Exercise prompt:
Copy out all of the entries below with each "instance" swapped for "occurrence" and everything else left unchanged. Leave the pictures out of your copy.

::::::::

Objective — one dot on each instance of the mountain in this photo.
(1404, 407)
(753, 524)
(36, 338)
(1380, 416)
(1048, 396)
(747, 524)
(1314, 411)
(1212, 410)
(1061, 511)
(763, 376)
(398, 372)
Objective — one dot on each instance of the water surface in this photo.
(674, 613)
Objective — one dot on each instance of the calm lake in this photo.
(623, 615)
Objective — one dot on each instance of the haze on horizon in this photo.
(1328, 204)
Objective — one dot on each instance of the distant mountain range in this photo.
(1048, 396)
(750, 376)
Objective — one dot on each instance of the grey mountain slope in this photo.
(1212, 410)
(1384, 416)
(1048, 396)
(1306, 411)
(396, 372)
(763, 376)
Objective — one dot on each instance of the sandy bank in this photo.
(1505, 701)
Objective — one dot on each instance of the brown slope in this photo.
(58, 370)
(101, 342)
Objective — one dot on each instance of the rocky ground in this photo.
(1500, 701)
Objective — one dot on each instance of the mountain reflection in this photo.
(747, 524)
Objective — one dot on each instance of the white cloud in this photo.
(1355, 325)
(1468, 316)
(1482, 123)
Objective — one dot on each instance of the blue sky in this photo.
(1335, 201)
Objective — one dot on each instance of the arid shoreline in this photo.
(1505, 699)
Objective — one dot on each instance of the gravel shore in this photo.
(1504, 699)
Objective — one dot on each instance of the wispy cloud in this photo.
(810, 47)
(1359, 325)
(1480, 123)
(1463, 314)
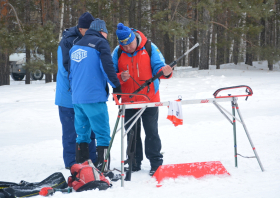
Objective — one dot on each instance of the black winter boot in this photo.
(82, 152)
(101, 154)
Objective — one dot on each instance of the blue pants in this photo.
(152, 140)
(92, 116)
(69, 136)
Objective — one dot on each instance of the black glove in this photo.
(117, 90)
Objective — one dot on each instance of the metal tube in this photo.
(122, 146)
(234, 132)
(218, 106)
(228, 113)
(135, 120)
(249, 138)
(130, 119)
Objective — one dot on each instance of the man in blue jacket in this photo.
(91, 70)
(63, 95)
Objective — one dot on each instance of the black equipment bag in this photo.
(26, 189)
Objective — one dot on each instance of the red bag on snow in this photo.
(87, 177)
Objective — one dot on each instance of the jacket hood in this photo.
(141, 38)
(73, 31)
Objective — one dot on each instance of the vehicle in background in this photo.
(17, 64)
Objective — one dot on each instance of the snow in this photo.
(31, 148)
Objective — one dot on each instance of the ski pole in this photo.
(112, 139)
(149, 81)
(46, 191)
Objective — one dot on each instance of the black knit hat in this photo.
(85, 20)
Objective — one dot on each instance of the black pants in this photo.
(152, 141)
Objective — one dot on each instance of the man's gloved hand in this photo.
(117, 90)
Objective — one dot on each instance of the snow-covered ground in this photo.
(31, 148)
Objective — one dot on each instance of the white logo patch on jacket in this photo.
(78, 55)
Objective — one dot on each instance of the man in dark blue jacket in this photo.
(91, 70)
(63, 95)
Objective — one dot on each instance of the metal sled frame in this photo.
(143, 105)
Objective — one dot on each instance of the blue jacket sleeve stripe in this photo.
(107, 64)
(60, 62)
(116, 58)
(157, 59)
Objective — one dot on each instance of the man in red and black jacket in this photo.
(135, 64)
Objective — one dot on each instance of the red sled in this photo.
(197, 170)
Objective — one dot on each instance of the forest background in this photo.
(228, 31)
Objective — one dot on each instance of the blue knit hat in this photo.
(85, 20)
(98, 25)
(125, 34)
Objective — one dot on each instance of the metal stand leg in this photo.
(249, 138)
(112, 139)
(234, 132)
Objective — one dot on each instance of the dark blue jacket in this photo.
(63, 95)
(91, 69)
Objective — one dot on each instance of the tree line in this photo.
(228, 31)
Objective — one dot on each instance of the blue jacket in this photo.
(91, 69)
(63, 95)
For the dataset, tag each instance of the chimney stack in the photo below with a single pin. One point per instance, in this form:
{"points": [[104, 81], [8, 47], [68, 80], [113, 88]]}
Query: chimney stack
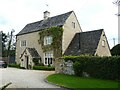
{"points": [[46, 14]]}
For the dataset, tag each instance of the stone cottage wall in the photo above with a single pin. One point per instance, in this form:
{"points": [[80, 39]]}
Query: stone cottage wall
{"points": [[64, 67]]}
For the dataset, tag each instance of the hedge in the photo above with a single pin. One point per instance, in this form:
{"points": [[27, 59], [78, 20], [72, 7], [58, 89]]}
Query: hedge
{"points": [[97, 67], [43, 68]]}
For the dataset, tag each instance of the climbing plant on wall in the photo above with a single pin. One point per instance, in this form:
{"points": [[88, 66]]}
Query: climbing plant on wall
{"points": [[56, 46]]}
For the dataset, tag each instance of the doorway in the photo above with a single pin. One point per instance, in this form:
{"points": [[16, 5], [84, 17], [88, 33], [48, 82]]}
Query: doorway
{"points": [[27, 61]]}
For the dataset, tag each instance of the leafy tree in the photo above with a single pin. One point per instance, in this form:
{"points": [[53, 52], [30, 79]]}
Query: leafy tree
{"points": [[115, 51]]}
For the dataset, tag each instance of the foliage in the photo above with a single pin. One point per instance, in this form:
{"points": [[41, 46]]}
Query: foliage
{"points": [[80, 82], [56, 46], [97, 67], [4, 40], [14, 65], [115, 51], [36, 61], [12, 53], [43, 68]]}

::::::::

Solution to the exercise:
Objective — one dot on each occurrence of the mountain in this photo.
(1404, 407)
(753, 524)
(36, 338)
(1380, 416)
(1048, 396)
(747, 524)
(1314, 411)
(1212, 410)
(1061, 511)
(763, 376)
(398, 372)
Objective — one dot on each occurrence of the water surface in this photo.
(674, 613)
Objective — one dot on each occurrence of the calm lake in this photo.
(623, 615)
Objective — one dot on each occurrence of the haze on horizon in this photo.
(1328, 204)
Objective — one dot on each occurrence of the distant mountain range in this photo.
(1048, 396)
(750, 376)
Objective — one dot on each occurrence of the grey mountain slope in this photo.
(1212, 410)
(1384, 416)
(1048, 396)
(1306, 411)
(396, 372)
(763, 376)
Objective — one dot on each occurrence of the sandy bank in this photo.
(1505, 701)
Objective — one dot on each occurrence of the brown slope in this photo.
(58, 370)
(101, 342)
Objective — one dot on each occurrence of the rocky ground in this photo.
(1500, 701)
Objective — one dot on each occurrence of the mountain reflection in this photo.
(747, 524)
Objective — one dot on each occurrence of the white cloud in this photo.
(1355, 325)
(1468, 316)
(1482, 123)
Objective — one dot on each occurrence of the blue sky in this photo.
(1335, 201)
Objective — one dot on each occurrence of the arid shoreline in this photo.
(1505, 699)
Objective — one dot on each occurrence of the gravel shore in this photo.
(1504, 699)
Objective — one dot on each occurrence of the wispy cloud in this photo.
(810, 47)
(1359, 325)
(1480, 123)
(1463, 314)
Objective — one dot on each occurrence of the black winter boot in this photo.
(82, 152)
(101, 154)
Objective — one dot on each occurrence of the blue pants in this photo.
(152, 140)
(92, 116)
(69, 136)
Objective — one dot on each occurrence of the black glove in this photo.
(117, 90)
Objective — one dot on each occurrence of the metal tube in this photo.
(122, 146)
(234, 132)
(218, 106)
(228, 113)
(135, 120)
(249, 138)
(130, 119)
Objective — one dot on each occurrence of the man in blue jacket in this photo.
(91, 70)
(63, 95)
Objective — one dot on each occurrence of the black equipment bag in this photo.
(26, 189)
Objective — one dot on each occurrence of the red bag on snow in this photo.
(87, 177)
Objective — one dot on each occurrence of the jacket hood in this photo.
(141, 38)
(73, 31)
Objective — one dot on each occurrence of the vehicle in background in this photo.
(17, 64)
Objective — one dot on each occurrence of the snow in this photo.
(31, 148)
Objective — one dot on each occurrence of the ski pole in this photo.
(112, 139)
(149, 81)
(46, 191)
Objective — one dot on each occurrence of the black knit hat in this photo.
(85, 20)
Objective — one dot on each occurrence of the black pants in this photo.
(152, 141)
Objective — one dot on each occurrence of the man's gloved hand in this photo.
(117, 90)
Objective — one dot on each occurrence of the snow-covered ground in this photo.
(31, 148)
Objective — one dot on each occurrence of the white logo patch on jacket in this photo.
(78, 55)
Objective — one dot on each occurrence of the man in dark blue jacket in this photo.
(91, 70)
(63, 95)
Objective — one dot on each occurrence of the metal sled frame in this photo.
(143, 105)
Objective — one dot on each occurrence of the blue jacket sleeve stripe in this photo.
(107, 64)
(60, 62)
(116, 58)
(157, 59)
Objective — one dot on each occurrence of the man in red and black jacket in this photo.
(135, 64)
Objective — one dot on each occurrence of the red sled in this photo.
(197, 170)
Objective — one dot on each occurrence of the forest background in this photo.
(228, 31)
Objective — one dot on each occurrence of the blue knit hat in this photo.
(85, 20)
(98, 25)
(125, 34)
Objective — one dot on each occurrence of the metal stand leg in this photo.
(249, 138)
(112, 139)
(234, 132)
Objective — one dot on each occurrence of the dark blue jacket in this photo.
(63, 95)
(91, 69)
Objective — one dot on each occurrence of the tree line in this photo.
(228, 31)
Objective — one dot on each occurrence of the blue jacket in this photo.
(91, 69)
(63, 95)
For the dataset, tag each occurrence of the chimney stack in the photo below with a single pin. One point per occurrence, in this form:
{"points": [[104, 81], [8, 47], [68, 80], [113, 88]]}
Query: chimney stack
{"points": [[46, 14]]}
For the dataset, tag each occurrence of the stone cottage wall in the photo above with a single pin. One point per occurrence, in this form:
{"points": [[80, 39]]}
Query: stone cottage wall
{"points": [[64, 67]]}
For the dataset, tag each occurrence of the hedge in the photo above with a single pin. One point per occurrence, in this form:
{"points": [[27, 59], [78, 20], [72, 7], [58, 89]]}
Query: hedge
{"points": [[97, 67], [43, 68]]}
For the dataset, tag each occurrence of the climbing plant on wall in the photo above with a single pin. One point per occurrence, in this form:
{"points": [[88, 66]]}
Query: climbing plant on wall
{"points": [[56, 46]]}
For the dataset, tag each occurrence of the doorway in the photo above with a single pin. One point per occurrence, in this form:
{"points": [[16, 5], [84, 17], [88, 33], [48, 82]]}
Query: doorway
{"points": [[27, 61]]}
For the dataset, tag each occurrence of the leafy tree in the photo above with a single pin. One point per occurrence, in this form:
{"points": [[53, 52], [30, 79]]}
Query: leafy tree
{"points": [[115, 51]]}
For the dataset, tag each occurrence of the foliage in the photo above with a single pin. One point per occurrence, in this form:
{"points": [[41, 46]]}
Query: foliage
{"points": [[80, 82], [56, 46], [97, 67], [4, 40], [14, 65], [115, 51], [36, 61], [12, 53], [43, 68]]}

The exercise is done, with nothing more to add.